(RECORDED INFORMATION)

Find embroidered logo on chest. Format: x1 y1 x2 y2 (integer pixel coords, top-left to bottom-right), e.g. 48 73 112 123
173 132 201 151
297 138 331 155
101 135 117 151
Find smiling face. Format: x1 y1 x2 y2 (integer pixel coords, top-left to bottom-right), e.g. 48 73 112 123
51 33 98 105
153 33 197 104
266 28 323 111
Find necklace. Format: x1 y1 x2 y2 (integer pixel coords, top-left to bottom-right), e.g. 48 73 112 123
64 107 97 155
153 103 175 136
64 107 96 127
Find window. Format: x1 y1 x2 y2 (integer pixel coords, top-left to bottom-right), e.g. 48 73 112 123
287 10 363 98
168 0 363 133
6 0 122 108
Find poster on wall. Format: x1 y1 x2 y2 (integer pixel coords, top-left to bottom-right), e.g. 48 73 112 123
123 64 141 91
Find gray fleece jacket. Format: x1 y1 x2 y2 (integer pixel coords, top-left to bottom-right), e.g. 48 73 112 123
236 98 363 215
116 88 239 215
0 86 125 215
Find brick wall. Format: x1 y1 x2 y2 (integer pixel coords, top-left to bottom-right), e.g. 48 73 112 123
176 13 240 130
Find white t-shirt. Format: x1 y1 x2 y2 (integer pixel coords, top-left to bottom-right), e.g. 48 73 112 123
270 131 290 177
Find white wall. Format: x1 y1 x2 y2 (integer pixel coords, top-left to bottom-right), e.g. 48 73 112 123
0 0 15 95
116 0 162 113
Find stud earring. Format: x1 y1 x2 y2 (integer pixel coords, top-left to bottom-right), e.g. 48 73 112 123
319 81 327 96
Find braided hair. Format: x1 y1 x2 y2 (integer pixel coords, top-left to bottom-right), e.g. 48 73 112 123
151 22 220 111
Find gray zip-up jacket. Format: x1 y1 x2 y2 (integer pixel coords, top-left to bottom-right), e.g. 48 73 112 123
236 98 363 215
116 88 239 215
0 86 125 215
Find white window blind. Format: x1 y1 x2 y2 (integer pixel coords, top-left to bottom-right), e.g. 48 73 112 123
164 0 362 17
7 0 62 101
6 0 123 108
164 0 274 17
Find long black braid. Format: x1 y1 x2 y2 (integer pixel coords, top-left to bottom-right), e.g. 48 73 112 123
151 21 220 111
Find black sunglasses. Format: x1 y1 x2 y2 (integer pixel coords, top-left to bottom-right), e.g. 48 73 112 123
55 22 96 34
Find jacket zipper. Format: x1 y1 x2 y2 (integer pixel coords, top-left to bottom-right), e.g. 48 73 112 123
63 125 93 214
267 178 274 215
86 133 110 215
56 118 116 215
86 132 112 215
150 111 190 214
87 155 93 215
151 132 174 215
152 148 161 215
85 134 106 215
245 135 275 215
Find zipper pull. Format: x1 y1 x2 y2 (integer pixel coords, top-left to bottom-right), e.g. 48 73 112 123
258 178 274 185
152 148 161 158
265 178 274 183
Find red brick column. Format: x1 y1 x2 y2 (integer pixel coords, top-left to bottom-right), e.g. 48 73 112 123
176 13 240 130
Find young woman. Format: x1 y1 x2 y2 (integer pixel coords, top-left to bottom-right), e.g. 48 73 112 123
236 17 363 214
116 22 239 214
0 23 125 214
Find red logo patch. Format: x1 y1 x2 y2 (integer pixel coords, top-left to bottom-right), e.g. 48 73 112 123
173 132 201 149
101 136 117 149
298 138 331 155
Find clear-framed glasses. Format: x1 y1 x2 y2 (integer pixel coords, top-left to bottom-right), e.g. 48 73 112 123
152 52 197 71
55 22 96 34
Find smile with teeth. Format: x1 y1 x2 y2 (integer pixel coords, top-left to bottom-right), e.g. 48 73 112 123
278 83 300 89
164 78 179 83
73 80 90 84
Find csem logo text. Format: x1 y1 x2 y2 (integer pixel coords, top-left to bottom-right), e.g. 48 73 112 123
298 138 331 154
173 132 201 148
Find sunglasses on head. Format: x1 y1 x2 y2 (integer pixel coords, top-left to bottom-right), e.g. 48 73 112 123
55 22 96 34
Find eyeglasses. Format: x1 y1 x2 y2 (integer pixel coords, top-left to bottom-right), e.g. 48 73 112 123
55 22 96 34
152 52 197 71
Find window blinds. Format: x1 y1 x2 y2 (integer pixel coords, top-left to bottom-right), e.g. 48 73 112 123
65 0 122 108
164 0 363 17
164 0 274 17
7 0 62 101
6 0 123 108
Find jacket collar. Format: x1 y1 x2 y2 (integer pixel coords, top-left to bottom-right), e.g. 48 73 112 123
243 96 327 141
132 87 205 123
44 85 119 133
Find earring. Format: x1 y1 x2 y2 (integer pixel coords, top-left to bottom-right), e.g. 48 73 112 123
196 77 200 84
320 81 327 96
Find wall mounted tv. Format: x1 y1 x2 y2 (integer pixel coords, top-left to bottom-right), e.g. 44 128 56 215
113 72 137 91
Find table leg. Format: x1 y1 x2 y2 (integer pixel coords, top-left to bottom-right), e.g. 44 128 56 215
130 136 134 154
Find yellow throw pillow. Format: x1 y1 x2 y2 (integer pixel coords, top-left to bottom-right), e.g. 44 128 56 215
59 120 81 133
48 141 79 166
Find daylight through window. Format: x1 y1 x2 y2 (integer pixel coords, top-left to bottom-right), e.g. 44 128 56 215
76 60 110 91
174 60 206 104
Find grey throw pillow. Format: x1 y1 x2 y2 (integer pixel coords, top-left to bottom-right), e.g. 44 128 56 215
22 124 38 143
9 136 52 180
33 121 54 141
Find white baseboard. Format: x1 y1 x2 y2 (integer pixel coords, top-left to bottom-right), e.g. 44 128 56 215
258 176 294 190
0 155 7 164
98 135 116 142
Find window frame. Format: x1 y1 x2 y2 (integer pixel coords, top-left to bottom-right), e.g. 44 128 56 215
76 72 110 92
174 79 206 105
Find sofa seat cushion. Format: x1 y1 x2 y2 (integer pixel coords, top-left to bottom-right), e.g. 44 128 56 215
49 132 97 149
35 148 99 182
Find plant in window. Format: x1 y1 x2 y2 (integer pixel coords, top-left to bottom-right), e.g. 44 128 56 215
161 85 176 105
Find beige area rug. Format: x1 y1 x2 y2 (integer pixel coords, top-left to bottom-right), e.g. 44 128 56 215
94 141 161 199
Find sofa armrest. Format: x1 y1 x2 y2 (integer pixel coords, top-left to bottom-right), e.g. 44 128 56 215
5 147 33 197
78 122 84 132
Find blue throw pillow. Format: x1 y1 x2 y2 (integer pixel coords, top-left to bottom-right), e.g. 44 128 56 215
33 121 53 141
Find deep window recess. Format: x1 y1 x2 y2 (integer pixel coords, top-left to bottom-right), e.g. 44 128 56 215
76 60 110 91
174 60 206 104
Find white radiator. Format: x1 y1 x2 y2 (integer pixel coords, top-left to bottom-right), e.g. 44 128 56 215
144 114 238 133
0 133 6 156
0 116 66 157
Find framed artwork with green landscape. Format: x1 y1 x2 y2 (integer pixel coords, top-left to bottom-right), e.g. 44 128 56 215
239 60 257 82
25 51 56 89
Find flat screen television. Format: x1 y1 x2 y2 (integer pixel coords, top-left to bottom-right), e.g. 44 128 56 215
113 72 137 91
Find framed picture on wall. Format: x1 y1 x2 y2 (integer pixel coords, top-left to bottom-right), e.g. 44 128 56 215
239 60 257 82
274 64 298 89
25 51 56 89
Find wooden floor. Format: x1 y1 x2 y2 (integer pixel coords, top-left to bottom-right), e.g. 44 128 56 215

(End RECORDED INFORMATION)

Repeat all of the listing above exactly, leaving nothing out.

> ANSWER AREA
Find embroidered logo on chest. Format: x1 y1 x2 y2 (integer pixel coords, top-left to bottom-right), e.g. 48 73 112 123
173 132 201 151
297 138 331 155
101 135 117 151
Find smiling face. Format: x1 y1 x2 y2 (integer pixel coords, top-left to bottom-right), e.g. 48 73 112 123
51 33 98 105
153 33 197 104
266 28 323 111
Find necklace. Format: x1 y1 x2 y2 (integer pixel coords, top-left to bottom-right), e.g. 48 73 112 123
64 107 97 155
153 103 175 136
64 107 96 127
Find window. Format: x1 y1 x2 y2 (integer pixel coords, top-left to bottom-right), e.g. 48 73 112 123
287 10 363 98
168 0 363 133
6 0 122 108
Find poster on wall. Format: x1 y1 x2 y2 (integer pixel coords, top-left to bottom-right), e.g. 48 73 112 123
123 64 141 91
Find gray fleece jacket. Format: x1 y1 x2 y2 (integer pixel coords, top-left to bottom-right), e.g. 48 73 112 123
236 98 363 215
116 88 239 215
0 86 125 215
Find brick wall. Format: x1 y1 x2 y2 (integer pixel coords, top-left to bottom-right), e.g. 48 73 112 123
176 13 240 130
Find white t-shirt. Format: x1 y1 x2 y2 (integer pixel coords, top-left to bottom-right), e.g. 48 73 112 123
270 131 290 177
Find white wall. Format: x1 y1 x2 y2 (integer pixel coords, top-left to bottom-right), e.g. 48 73 112 123
0 0 15 95
116 0 162 113
Find stud earring. Format: x1 y1 x2 y2 (integer pixel coords, top-left to bottom-right), e.g. 48 73 112 123
319 81 327 96
Find braided hair. Format: x1 y1 x2 y2 (integer pixel coords, top-left to bottom-right), e.g. 48 73 112 123
151 22 220 111
Find gray zip-up jacket. Format: x1 y1 x2 y2 (integer pixel coords, top-left to bottom-right), e.g. 48 73 112 123
236 98 363 215
116 88 239 215
0 86 125 215
Find white window blind. Format: x1 y1 x2 y2 (integer pixel coords, top-left to bottom-right), e.g. 48 73 112 123
164 0 362 17
7 0 62 101
6 0 123 108
164 0 274 17
Find long black braid. Format: x1 y1 x2 y2 (integer pixel coords, top-left to bottom-right), e.g. 48 73 112 123
151 21 220 111
Find black sunglasses. Format: x1 y1 x2 y2 (integer pixel coords, top-left to bottom-right), e.g. 48 73 112 123
55 22 96 34
Find jacket zipper. Format: x1 y1 x2 y2 (integer pixel coords, top-left to bottom-right), e.g. 48 73 112 123
63 125 93 214
267 178 274 215
86 133 110 215
56 118 116 215
86 132 112 215
150 111 190 214
87 155 93 215
151 132 174 215
152 148 161 215
85 134 106 215
245 135 275 215
Find zipper pull. Format: x1 y1 x2 y2 (integer pixel coords, top-left to bottom-right), e.g. 48 73 112 123
258 178 274 185
152 148 161 158
265 178 274 183
Find red brick column. Format: x1 y1 x2 y2 (integer pixel coords, top-left to bottom-right), e.g. 48 73 112 123
176 13 240 130
Find young woman. Format: x1 y1 x2 y2 (integer pixel coords, top-left to bottom-right), e.g. 48 73 112 123
236 17 363 214
116 22 239 214
0 23 125 214
Find red logo patch. Format: x1 y1 x2 y2 (integer pixel coords, top-left to bottom-right), e.g. 48 73 112 123
173 132 201 149
101 136 117 149
298 138 331 155
Find clear-framed glasses. Format: x1 y1 x2 y2 (integer pixel coords, top-left to bottom-right), e.g. 48 73 112 123
152 52 197 71
55 22 96 34
Find smile with teeth. Format: x1 y1 x2 y2 (integer pixel coords, top-left to bottom-right), e.g. 48 73 112 123
278 83 300 89
164 78 179 83
73 80 90 84
Find csem logo text. Format: x1 y1 x2 y2 (integer pixel coords, top-left to bottom-right), e.g. 48 73 112 123
298 138 331 154
173 132 201 148
Find sunglasses on head. Format: x1 y1 x2 y2 (integer pixel coords, top-left to bottom-right), e.g. 48 73 112 123
55 22 96 34
Find eyeglasses. Format: x1 y1 x2 y2 (integer pixel coords, top-left to bottom-right), e.g. 48 73 112 123
55 22 96 34
152 52 197 71
Find window blinds. Format: x1 y1 x2 y2 (integer pixel coords, top-left to bottom-right), e.g. 48 73 112 123
65 0 122 108
164 0 363 17
164 0 274 17
7 0 62 101
6 0 123 108
Find jacket collar. Format: x1 y1 x2 y2 (integer pixel coords, top-left to bottom-right), e.g. 48 73 112 123
243 96 327 141
132 87 205 123
44 85 119 133
Find earring. Format: x1 y1 x2 y2 (integer pixel coords, top-left to bottom-right), e.g. 48 73 112 123
196 77 200 84
320 81 327 96
Find wall mounted tv. Format: x1 y1 x2 y2 (integer pixel coords, top-left to bottom-right), e.g. 44 128 56 215
113 72 137 91
Find table leg. Format: x1 y1 x2 y2 (integer pixel coords, top-left to bottom-right), e.g. 44 128 56 215
130 136 134 154
Find yellow throw pillow. Format: x1 y1 x2 y2 (integer pixel coords, top-left to bottom-right), e.g. 44 128 56 215
59 120 81 133
48 141 79 166
Find daylight through window. Format: x1 y1 x2 y2 (integer pixel coords, top-left to bottom-right), e.g. 44 128 56 215
76 60 110 91
174 60 206 104
Find grey throw pillow. Format: x1 y1 x2 y2 (integer pixel coords, top-left to bottom-right), e.g. 44 128 56 215
22 124 38 143
9 136 52 180
33 121 54 141
Find white baseboard. Format: x1 y1 x2 y2 (integer pixel coords, top-left to bottom-right), e.g. 44 128 56 215
258 176 294 190
0 155 7 164
98 135 116 142
Find window frame. Format: x1 y1 x2 y2 (integer pixel coords, top-left to bottom-right), e.g. 44 128 56 215
76 72 110 92
174 79 206 105
Find sofa seat cushion. Format: x1 y1 x2 y2 (integer pixel coords, top-left to bottom-right), e.g. 44 128 56 215
49 132 97 149
35 148 99 182
Find plant in window. Format: x1 y1 x2 y2 (integer pixel coords, top-left to bottom-right), e.g. 44 128 56 215
161 85 176 105
Find beige area rug. Format: x1 y1 x2 y2 (integer pixel coords, top-left to bottom-right), e.g. 44 128 56 215
94 141 161 199
Find sofa armrest. Format: x1 y1 x2 y2 (integer pixel coords, top-left to bottom-right), e.g. 44 128 56 215
5 147 33 197
78 122 84 132
Find blue throw pillow. Format: x1 y1 x2 y2 (integer pixel coords, top-left to bottom-right), e.g. 44 128 56 215
33 121 53 141
Find deep window recess. Format: x1 y1 x2 y2 (integer pixel coords, top-left to bottom-right), e.g. 44 128 56 215
76 60 110 91
174 60 206 104
Find white radiator. Format: x1 y1 x2 y2 (integer pixel coords, top-left to bottom-right), e.g. 44 128 56 215
144 114 238 133
0 133 6 156
0 116 66 157
Find framed artwork with green landscape. Format: x1 y1 x2 y2 (integer pixel coords, top-left to bottom-right), e.g. 44 128 56 215
239 60 257 82
25 51 56 89
Find flat screen television. Format: x1 y1 x2 y2 (integer pixel coords, top-left to bottom-right), e.g. 44 128 56 215
113 72 137 91
Find framed picture on wall. Format: x1 y1 x2 y2 (integer pixel coords, top-left to bottom-right), e.g. 44 128 56 215
239 60 257 82
274 64 298 89
25 51 56 89
Find wooden floor. Format: x1 y1 x2 y2 (integer pixel coords, top-left to bottom-right), e.g. 44 128 56 215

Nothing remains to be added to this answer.